* Document passage *
----------

Cockburn Sound fish kill likely cause found

A Recfishwest officer investigating dead fish washed up in Cockburn Sound.
A Recfishwest officer investigating dead fish washed up in Cockburn Sound.

THE Department of Fisheries has confirmed a bloom of microscopic algae likely caused recent fish deaths in Cockburn Sound.

Supervising scientist Michael Snow said testing had isolated a spike of a group of algal diatom species Chaetoceros spp. which have spines made of silica and are known to cause gill irritation in fish that can lead to mucous accumulation and respiratory failure.

“Similar diatoms have been implicated in fish death events in other parts of Australia and internationally,” Dr Snow said.

“This bloom may also have been associated with low dissolved oxygen conditions which are known to periodically occur in (the) southern section of Cockburn Sound, placing extra stress on the fish. Fish death events often involve multiple contributory factors that make cases difficult to solve.”

Dr Snow said the patience of the community was “appreciated” while the investigation was undertaken and other potential causes were eliminated.

“We cannot afford to jump to conclusions in these cases which must be based on solid scientific evidence,” he said.

“Investigations have included screening for a wide range of over 120 algal toxins and industrial contaminants including heavy metals, fertilisers, pesticides and hydrocarbons.”

----------

* Task details *
Duplicate the passage of the Cockburn Sound fish kill article from "THE Department of" to "and respiratory failure.".

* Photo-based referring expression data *
----------

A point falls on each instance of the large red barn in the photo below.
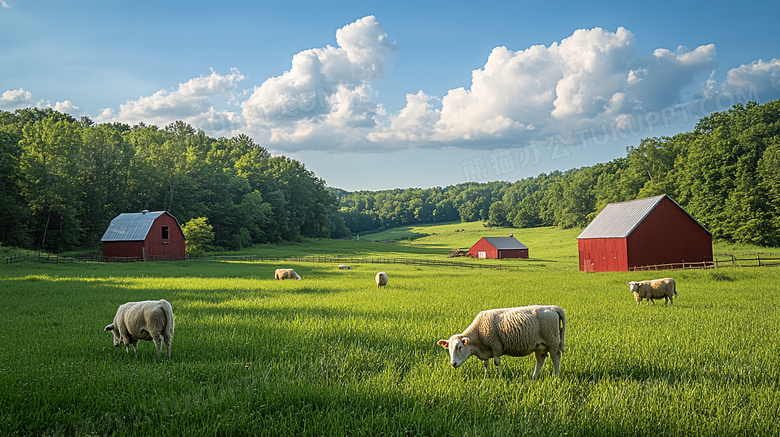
(144, 236)
(499, 248)
(653, 231)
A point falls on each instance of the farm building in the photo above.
(143, 236)
(636, 234)
(499, 248)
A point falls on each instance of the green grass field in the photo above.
(333, 355)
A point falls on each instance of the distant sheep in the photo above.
(665, 289)
(516, 332)
(286, 274)
(381, 279)
(150, 320)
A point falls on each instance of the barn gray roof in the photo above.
(618, 220)
(505, 243)
(131, 226)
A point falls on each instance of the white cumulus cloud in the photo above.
(593, 76)
(760, 79)
(190, 102)
(325, 98)
(14, 99)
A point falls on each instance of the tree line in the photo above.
(725, 173)
(62, 180)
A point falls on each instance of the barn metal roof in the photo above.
(618, 220)
(131, 226)
(505, 243)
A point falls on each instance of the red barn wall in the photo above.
(172, 247)
(123, 249)
(603, 255)
(513, 253)
(668, 236)
(155, 246)
(483, 246)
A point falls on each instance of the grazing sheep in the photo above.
(665, 289)
(150, 320)
(381, 279)
(516, 332)
(286, 274)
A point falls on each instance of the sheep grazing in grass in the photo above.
(516, 332)
(286, 274)
(381, 279)
(665, 289)
(150, 320)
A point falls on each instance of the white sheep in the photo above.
(286, 274)
(665, 289)
(381, 279)
(516, 332)
(150, 320)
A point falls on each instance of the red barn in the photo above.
(143, 236)
(499, 248)
(644, 232)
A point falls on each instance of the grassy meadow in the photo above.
(333, 355)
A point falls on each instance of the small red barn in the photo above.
(653, 231)
(499, 248)
(143, 236)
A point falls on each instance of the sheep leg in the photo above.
(168, 340)
(556, 357)
(158, 344)
(540, 357)
(497, 361)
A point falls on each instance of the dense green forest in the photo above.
(726, 173)
(62, 180)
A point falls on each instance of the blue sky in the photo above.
(379, 95)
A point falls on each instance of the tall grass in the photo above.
(334, 355)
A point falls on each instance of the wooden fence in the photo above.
(347, 260)
(721, 260)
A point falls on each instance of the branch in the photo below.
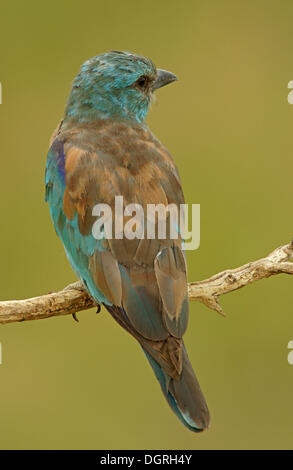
(74, 298)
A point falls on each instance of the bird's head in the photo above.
(115, 85)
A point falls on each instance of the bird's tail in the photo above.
(184, 394)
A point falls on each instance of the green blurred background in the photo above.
(228, 124)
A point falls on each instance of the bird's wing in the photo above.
(142, 280)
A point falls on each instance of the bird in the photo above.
(103, 149)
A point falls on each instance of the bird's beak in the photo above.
(163, 78)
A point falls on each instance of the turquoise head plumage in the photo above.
(115, 85)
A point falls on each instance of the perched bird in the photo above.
(102, 149)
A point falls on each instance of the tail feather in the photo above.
(184, 395)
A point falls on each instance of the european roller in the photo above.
(103, 149)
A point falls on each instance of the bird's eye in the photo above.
(142, 82)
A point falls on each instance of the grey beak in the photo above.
(163, 78)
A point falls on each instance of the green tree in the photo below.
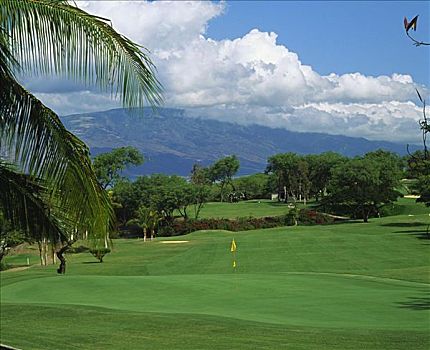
(222, 172)
(143, 218)
(254, 186)
(292, 175)
(54, 37)
(9, 238)
(108, 166)
(320, 171)
(361, 186)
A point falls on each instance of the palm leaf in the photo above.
(51, 36)
(23, 202)
(33, 138)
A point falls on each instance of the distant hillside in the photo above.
(172, 142)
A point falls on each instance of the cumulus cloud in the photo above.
(251, 79)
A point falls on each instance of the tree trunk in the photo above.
(365, 216)
(62, 268)
(41, 253)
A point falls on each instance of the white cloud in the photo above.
(251, 79)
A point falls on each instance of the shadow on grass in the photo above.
(405, 224)
(416, 303)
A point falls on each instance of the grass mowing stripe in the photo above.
(77, 327)
(305, 300)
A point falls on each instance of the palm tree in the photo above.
(47, 181)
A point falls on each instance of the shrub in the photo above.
(312, 217)
(99, 253)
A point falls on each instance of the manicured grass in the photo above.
(254, 208)
(344, 286)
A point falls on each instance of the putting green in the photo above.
(316, 300)
(348, 286)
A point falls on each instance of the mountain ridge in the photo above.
(172, 141)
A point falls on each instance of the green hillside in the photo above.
(344, 286)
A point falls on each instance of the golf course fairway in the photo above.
(343, 286)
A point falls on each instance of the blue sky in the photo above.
(338, 67)
(337, 36)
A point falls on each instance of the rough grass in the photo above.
(344, 286)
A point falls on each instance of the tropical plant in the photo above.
(46, 175)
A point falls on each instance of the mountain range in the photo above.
(172, 141)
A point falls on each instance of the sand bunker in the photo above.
(173, 242)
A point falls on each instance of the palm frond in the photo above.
(49, 36)
(23, 200)
(34, 140)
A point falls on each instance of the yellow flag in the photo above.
(233, 246)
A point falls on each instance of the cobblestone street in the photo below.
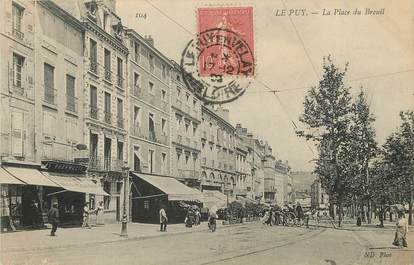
(251, 243)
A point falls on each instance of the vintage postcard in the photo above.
(206, 132)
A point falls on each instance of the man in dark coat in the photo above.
(53, 216)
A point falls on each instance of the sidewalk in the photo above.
(67, 237)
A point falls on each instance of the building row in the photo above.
(86, 100)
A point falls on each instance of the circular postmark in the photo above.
(218, 65)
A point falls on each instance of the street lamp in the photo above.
(125, 171)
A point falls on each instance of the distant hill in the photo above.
(302, 180)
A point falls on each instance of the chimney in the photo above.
(149, 40)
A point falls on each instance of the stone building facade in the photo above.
(149, 106)
(185, 132)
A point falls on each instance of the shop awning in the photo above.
(6, 178)
(76, 183)
(31, 176)
(175, 190)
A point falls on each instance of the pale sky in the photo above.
(379, 49)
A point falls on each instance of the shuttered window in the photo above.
(17, 134)
(70, 94)
(49, 83)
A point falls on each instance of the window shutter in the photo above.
(17, 133)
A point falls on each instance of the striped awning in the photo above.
(6, 178)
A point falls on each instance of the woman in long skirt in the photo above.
(400, 239)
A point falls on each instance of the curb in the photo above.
(134, 238)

----------

* Written solution *
THE Department of Fisheries has confirmed a bloom of microscopic algae likely caused recent fish deaths in Cockburn Sound.

Supervising scientist Michael Snow said testing had isolated a spike of a group of algal diatom species Chaetoceros spp. which have spines made of silica and are known to cause gill irritation in fish that can lead to mucous accumulation and respiratory failure.